» **Supplied passage**

-- START --

Recent events have led me to believe that they are, in the main, not a good tool for government. They require a voting base that understands the issues being debated. I have a vague notion that the Scottish voting public is more informed than the English, but this could be total bobbins.



Quote:
Whether thats a good move or not or whether I support that move is a separate issue.

I wouldn't 'advocate' for a union referendum but if it was in their manifesto or a clearly stated main aim of the party and they got elected they would be well within their rights to hold one. Regardless of the size of the majority for independence.

It's pretty much a non-issue (as are so many of the red herring talking points in this debate) because these scenarios are incredibly unlikely.
I don't think it's a non-issue. Until you have a broad general agreement, which there currently isn't in Scotland, then there's always going to be the fact that those opposed come out in force mostly after they've lost a referendum. Those who are staunchly unionist are far more likely to mobilise if independence is agreed. I think that the business of the Scottish parliament should not be reduced to a constant question of independence.

-- END --

» **Challenges**
a) Answer these questions using the referendum discussion, one answer per line:
(i) Which voting public does the writer have a vague notion is more informed than the English?
(ii) Who does the writer say are far more likely to mobilise if independence is agreed?
(iii) What does the writer think the business of the Scottish parliament should not be reduced to?
b) Render this sentence from the referendum discussion in French: "I think that the business of the Scottish parliament should not be reduced to a constant question of independence."
c) Copy the referendum discussion word for word, from "I wouldn't 'advocate'" up to and including "majority for independence.".
The data that follow have no connection to the referendum discussion.

» **Source data**
-- START --

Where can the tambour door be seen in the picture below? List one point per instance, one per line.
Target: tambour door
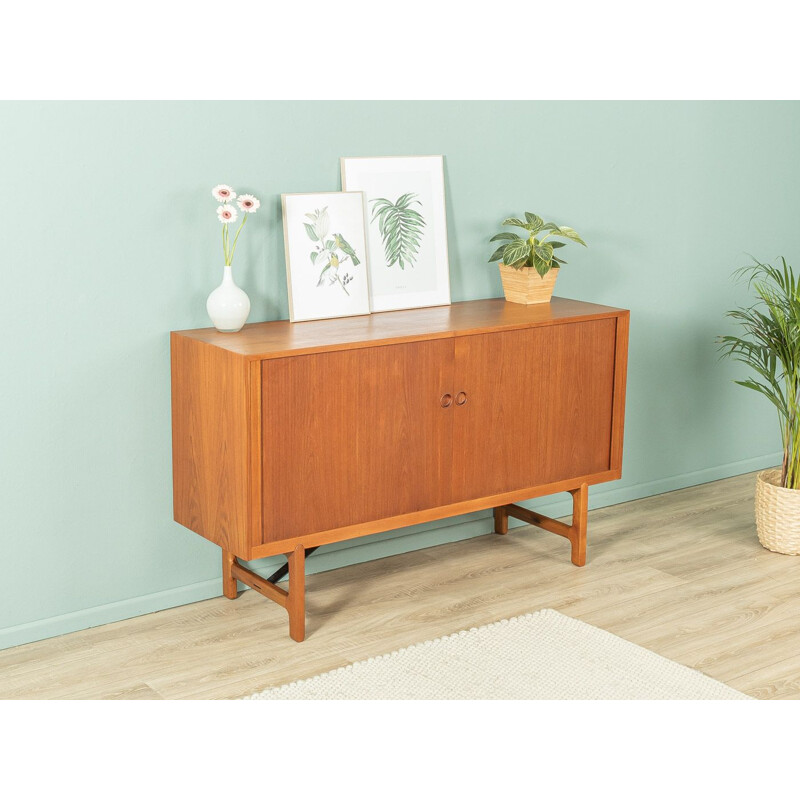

-- END --

» **The replies**
a)
(i) The Scottish voting public
(ii) Those who are staunchly unionist
(iii) A constant question of independence

b) Je pense que les travaux du Parlement écossais ne devraient pas se réduire à une question constante d'indépendance.

c)
I wouldn't 'advocate' for a union referendum but if it was in their manifesto or a clearly stated main aim of the party and they got elected they would be well within their rights to hold one. Regardless of the size of the majority for independence.